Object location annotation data
--- Start ---
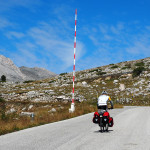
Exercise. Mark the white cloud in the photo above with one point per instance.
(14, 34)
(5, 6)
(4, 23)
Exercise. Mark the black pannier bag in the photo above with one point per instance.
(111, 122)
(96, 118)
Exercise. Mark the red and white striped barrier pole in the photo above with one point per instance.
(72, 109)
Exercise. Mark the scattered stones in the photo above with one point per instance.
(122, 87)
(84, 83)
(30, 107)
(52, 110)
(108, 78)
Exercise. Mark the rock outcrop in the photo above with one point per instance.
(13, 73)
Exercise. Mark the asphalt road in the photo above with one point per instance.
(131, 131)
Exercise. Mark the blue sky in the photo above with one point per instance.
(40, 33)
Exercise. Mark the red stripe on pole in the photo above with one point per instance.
--- End ---
--- Start ---
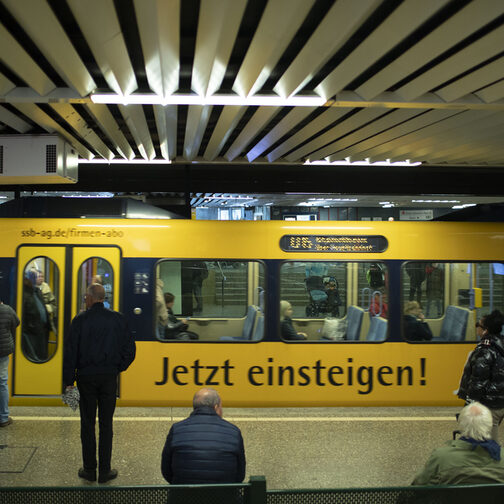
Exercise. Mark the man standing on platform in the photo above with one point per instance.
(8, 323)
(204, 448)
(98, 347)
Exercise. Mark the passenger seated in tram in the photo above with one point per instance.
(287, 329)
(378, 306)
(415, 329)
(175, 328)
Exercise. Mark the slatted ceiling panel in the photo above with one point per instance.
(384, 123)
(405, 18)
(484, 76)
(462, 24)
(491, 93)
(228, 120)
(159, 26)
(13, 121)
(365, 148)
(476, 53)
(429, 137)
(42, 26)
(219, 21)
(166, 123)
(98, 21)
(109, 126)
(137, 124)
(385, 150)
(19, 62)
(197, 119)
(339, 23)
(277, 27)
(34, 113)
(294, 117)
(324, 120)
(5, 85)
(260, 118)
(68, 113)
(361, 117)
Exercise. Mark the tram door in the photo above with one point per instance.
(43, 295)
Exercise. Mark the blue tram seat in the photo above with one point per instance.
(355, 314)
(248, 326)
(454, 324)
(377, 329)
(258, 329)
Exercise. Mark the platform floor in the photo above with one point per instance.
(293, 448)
--- End ---
- TASK TO CARRY OUT
Report each line of the material above that contains the word "white". Only matches with the same uppercase and lowercase letters count.

- RESULT OF THIS EXERCISE
Exercise. Mark the white cloud in the photo above with one point per instance.
Exercise. Mark the red and white striped barrier pole in the photo above with one point per instance.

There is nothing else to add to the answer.